═══ Recorded data ═══

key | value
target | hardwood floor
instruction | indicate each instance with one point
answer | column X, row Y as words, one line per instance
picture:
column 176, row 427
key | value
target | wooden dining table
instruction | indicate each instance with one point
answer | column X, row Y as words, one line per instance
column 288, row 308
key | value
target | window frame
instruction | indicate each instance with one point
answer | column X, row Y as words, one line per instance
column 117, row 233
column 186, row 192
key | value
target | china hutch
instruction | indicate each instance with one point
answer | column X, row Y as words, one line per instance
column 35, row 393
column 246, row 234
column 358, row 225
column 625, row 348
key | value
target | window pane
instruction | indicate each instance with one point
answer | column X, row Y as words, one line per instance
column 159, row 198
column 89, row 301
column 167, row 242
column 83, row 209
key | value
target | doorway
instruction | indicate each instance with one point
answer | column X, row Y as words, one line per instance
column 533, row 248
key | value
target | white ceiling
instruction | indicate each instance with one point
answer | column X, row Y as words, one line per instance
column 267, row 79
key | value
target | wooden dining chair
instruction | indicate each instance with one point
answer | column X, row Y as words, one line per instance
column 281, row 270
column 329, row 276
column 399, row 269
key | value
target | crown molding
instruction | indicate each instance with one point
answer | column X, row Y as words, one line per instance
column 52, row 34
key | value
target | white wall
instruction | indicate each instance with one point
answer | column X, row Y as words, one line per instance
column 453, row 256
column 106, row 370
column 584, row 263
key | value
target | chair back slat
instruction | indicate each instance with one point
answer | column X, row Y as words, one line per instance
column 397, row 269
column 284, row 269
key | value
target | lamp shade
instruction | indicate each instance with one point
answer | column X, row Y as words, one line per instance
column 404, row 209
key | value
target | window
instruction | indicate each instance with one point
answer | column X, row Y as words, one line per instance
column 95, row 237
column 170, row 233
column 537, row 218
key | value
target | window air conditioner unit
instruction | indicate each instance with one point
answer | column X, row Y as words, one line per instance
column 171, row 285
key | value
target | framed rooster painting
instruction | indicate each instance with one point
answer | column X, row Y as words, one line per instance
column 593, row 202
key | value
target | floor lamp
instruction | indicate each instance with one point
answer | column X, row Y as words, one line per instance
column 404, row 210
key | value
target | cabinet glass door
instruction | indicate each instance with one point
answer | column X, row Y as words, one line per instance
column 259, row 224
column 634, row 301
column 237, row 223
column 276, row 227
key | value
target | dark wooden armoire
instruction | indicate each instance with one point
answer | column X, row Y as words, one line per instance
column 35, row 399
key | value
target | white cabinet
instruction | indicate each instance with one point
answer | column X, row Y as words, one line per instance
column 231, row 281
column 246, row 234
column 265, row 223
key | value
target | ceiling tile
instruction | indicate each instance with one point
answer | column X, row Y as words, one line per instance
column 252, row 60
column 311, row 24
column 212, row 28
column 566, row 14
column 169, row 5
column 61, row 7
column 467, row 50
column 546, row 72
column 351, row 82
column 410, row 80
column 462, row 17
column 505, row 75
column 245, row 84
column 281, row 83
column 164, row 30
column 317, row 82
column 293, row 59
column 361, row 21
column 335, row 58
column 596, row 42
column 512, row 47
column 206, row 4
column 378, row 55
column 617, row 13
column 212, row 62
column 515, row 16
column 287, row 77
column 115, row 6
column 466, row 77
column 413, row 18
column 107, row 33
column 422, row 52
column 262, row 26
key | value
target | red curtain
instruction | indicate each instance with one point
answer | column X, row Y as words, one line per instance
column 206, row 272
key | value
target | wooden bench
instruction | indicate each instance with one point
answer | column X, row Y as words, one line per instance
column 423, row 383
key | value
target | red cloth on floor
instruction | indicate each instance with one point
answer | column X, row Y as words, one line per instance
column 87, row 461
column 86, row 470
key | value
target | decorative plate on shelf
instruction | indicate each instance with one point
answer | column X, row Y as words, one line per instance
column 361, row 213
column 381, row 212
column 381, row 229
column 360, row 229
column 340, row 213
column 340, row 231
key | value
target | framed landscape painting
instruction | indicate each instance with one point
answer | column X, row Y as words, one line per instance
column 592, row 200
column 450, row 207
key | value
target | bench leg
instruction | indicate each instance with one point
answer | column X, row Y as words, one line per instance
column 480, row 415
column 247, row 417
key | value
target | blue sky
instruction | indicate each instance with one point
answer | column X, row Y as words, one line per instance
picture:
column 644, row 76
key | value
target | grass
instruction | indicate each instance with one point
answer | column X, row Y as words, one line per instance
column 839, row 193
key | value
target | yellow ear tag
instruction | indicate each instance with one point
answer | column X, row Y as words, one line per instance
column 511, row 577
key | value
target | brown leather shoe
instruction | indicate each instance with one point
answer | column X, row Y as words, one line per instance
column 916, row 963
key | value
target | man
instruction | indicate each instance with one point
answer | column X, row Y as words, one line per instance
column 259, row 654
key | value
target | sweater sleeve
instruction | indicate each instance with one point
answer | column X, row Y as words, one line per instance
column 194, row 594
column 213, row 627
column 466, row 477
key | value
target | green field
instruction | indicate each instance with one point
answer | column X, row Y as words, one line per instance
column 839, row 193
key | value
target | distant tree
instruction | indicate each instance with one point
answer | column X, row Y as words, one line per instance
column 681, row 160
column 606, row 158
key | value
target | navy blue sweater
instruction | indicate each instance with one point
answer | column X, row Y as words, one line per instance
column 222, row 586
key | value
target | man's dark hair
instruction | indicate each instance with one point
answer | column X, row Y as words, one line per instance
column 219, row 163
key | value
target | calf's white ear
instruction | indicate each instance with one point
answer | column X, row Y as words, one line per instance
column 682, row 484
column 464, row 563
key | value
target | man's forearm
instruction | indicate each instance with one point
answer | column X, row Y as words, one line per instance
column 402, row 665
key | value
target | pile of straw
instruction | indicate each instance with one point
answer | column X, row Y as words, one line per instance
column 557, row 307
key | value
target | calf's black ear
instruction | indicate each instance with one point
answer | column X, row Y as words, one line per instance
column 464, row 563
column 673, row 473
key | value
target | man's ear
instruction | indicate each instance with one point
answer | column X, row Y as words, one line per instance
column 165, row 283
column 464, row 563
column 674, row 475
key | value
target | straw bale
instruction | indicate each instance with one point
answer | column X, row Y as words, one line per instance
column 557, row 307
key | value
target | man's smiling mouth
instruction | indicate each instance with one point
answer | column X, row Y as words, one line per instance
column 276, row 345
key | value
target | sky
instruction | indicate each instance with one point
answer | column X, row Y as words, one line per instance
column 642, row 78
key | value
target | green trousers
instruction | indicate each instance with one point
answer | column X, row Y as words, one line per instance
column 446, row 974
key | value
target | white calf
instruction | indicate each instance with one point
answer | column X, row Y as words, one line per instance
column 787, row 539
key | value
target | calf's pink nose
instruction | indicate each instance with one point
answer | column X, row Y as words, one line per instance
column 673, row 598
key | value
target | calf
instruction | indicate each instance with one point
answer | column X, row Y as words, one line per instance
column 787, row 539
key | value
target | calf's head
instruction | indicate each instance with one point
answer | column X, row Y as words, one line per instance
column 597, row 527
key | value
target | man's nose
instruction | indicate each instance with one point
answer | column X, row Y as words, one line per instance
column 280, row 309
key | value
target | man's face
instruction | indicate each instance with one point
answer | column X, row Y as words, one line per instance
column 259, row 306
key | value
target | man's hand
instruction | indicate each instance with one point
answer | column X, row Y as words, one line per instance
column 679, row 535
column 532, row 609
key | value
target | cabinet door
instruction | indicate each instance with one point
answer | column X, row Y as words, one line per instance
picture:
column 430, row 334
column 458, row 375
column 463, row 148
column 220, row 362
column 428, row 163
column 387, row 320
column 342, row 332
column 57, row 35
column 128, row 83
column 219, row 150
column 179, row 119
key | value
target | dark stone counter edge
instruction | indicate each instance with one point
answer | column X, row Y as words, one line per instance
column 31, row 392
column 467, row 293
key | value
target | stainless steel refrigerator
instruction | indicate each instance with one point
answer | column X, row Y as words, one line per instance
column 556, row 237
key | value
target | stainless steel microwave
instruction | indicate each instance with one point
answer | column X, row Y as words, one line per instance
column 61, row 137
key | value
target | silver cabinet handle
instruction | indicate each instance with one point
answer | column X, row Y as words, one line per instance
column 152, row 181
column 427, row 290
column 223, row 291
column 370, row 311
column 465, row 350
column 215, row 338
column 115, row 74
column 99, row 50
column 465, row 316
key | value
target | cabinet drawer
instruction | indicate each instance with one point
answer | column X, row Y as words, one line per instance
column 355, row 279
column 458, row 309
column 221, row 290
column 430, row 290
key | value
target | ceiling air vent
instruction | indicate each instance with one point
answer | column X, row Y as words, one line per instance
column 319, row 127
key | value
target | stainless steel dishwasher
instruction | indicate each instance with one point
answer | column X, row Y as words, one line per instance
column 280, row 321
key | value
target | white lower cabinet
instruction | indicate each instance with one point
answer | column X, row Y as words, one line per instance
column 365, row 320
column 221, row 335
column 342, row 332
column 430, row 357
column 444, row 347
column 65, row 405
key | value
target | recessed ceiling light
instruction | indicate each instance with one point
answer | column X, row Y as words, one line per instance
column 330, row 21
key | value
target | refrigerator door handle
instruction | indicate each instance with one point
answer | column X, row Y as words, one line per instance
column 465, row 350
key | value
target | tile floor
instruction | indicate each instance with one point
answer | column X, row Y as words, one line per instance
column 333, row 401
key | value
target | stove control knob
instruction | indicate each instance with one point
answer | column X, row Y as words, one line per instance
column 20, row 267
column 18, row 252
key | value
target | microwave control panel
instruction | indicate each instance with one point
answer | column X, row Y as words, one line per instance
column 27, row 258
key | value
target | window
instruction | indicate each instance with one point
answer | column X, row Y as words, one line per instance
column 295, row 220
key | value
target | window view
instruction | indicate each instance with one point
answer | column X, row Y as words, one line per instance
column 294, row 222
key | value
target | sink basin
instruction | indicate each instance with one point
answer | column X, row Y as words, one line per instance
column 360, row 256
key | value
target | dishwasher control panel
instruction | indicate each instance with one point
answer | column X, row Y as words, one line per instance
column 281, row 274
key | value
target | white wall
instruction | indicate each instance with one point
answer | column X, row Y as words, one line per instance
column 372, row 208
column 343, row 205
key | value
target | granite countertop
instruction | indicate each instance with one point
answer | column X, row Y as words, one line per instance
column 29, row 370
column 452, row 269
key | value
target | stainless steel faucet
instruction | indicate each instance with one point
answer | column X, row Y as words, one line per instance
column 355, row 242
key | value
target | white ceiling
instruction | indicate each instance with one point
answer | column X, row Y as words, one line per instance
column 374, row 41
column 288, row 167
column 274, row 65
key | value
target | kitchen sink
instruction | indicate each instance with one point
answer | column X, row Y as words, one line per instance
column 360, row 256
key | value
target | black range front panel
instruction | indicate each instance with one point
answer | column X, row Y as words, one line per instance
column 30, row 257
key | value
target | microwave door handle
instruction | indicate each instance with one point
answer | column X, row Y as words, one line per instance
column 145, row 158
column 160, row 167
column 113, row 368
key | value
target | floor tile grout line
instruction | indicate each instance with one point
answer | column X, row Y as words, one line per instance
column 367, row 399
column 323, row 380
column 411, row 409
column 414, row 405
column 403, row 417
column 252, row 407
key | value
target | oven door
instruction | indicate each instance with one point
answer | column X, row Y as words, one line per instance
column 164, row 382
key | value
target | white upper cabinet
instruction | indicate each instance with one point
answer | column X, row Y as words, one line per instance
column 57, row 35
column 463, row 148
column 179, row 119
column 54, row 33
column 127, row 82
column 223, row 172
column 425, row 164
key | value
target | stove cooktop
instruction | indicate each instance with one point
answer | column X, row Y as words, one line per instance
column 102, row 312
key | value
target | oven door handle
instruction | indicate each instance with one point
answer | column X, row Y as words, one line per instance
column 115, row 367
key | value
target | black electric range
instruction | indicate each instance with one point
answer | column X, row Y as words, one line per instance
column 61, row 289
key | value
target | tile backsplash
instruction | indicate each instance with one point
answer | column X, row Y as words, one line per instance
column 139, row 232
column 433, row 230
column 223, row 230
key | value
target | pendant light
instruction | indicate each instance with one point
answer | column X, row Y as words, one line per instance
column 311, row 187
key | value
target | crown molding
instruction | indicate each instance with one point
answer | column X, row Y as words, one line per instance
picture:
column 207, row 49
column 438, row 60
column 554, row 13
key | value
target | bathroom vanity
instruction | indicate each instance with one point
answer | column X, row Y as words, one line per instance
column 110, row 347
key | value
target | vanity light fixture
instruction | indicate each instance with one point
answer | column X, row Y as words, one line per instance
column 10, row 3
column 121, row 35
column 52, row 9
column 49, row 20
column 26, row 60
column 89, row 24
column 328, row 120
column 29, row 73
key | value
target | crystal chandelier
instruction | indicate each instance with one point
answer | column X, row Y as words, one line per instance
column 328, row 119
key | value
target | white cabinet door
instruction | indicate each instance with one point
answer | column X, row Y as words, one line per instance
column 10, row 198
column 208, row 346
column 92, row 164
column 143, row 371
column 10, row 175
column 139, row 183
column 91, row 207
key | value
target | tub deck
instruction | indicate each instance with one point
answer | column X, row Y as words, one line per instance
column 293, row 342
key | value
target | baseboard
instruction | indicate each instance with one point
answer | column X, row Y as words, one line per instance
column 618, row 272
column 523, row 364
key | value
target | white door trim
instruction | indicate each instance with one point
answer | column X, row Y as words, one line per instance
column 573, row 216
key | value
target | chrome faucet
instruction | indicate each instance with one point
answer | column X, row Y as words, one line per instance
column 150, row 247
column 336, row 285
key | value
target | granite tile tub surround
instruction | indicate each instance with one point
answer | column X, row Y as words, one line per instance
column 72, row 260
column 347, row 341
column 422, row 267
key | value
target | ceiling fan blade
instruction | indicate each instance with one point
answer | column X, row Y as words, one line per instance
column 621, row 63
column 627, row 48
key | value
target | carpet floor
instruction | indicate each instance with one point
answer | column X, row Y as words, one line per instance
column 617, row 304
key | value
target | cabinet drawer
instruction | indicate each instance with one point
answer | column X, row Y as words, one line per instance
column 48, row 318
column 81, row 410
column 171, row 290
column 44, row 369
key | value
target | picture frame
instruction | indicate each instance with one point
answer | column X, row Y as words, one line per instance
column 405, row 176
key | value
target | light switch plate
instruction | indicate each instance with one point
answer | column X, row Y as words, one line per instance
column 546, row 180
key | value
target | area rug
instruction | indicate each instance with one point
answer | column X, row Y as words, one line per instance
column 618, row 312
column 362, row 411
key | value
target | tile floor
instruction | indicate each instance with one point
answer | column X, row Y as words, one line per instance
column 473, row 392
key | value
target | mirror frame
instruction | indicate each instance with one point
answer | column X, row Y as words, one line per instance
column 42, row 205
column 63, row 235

═══

Work required: Write out the material again from its first line up to and including the line containing "column 404, row 209", with every line unchanged.

Exercise answer:
key | value
target | hardwood floor
instruction | indicate each instance with one point
answer | column X, row Y as words, one line per instance
picture:
column 176, row 427
key | value
target | wooden dining table
instruction | indicate each instance with one point
answer | column X, row Y as words, one line per instance
column 288, row 308
key | value
target | window frame
instruction | indicate each instance with one point
answer | column X, row Y as words, one line per instance
column 117, row 233
column 186, row 192
key | value
target | china hutch
instruction | indicate each instance with one point
answer | column X, row Y as words, one line per instance
column 35, row 393
column 246, row 234
column 358, row 225
column 625, row 348
key | value
target | window pane
instruction | indicate each instance with one point
answer | column X, row Y as words, one line per instance
column 159, row 198
column 89, row 301
column 167, row 242
column 83, row 209
key | value
target | doorway
instruction | indicate each instance with one point
answer | column X, row Y as words, one line per instance
column 533, row 248
key | value
target | white ceiling
instruction | indicate each instance with one point
answer | column X, row Y as words, one line per instance
column 267, row 79
key | value
target | wooden dining chair
instruction | indicate each instance with one point
answer | column X, row Y as words, one line per instance
column 281, row 270
column 329, row 276
column 399, row 269
key | value
target | crown molding
instruction | indicate each instance with one point
answer | column X, row Y as words, one line per instance
column 52, row 34
key | value
target | white wall
instruction | indicate each instance with one point
answer | column X, row Y as words, one line per instance
column 453, row 256
column 106, row 370
column 584, row 263
key | value
target | chair back slat
instruction | indicate each instance with one point
answer | column X, row Y as words, one line per instance
column 397, row 269
column 284, row 269
key | value
target | lamp shade
instruction | indicate each instance with one point
answer | column X, row Y as words, one line per instance
column 404, row 209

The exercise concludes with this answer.